WHAT IS ASKED:
Rewrite the rows that begin at the line containing "Pick out the front" and continue through the last row, replacing "drop one point on" with "place one point on" and keeping everything else the same.

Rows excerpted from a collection
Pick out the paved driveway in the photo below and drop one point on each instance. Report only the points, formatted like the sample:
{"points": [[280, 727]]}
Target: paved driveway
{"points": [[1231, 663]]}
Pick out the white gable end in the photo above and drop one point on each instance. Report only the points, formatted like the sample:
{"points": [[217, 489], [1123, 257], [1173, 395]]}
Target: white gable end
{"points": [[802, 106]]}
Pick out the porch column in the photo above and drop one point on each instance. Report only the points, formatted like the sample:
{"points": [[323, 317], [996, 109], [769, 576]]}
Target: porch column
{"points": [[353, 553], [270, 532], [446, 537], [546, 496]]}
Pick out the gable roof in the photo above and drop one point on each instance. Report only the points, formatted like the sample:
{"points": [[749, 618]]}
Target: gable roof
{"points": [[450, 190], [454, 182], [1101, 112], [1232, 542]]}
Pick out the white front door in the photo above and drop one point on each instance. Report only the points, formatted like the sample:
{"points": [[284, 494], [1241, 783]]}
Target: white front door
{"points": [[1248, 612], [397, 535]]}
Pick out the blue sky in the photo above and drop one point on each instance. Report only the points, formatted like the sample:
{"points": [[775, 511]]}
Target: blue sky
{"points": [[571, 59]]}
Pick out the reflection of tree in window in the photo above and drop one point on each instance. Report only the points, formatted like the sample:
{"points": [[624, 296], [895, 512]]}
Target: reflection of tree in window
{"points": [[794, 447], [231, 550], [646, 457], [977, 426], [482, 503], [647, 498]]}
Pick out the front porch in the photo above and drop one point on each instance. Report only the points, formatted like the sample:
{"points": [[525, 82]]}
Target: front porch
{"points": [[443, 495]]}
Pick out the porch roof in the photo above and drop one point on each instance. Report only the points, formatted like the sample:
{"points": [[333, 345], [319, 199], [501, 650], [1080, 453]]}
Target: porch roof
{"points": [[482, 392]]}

EXERCISE SOLUTION:
Pick out the front porch in the photo above and place one point on each instance. Report only the points, formatted like the sample:
{"points": [[525, 82]]}
Target: front porch
{"points": [[443, 495]]}
Pick out the porch roof in the photo above and place one point on each instance. Report only the points, formatted like the sample:
{"points": [[333, 345], [319, 199], [501, 650], [1080, 453]]}
Target: porch roof
{"points": [[482, 392]]}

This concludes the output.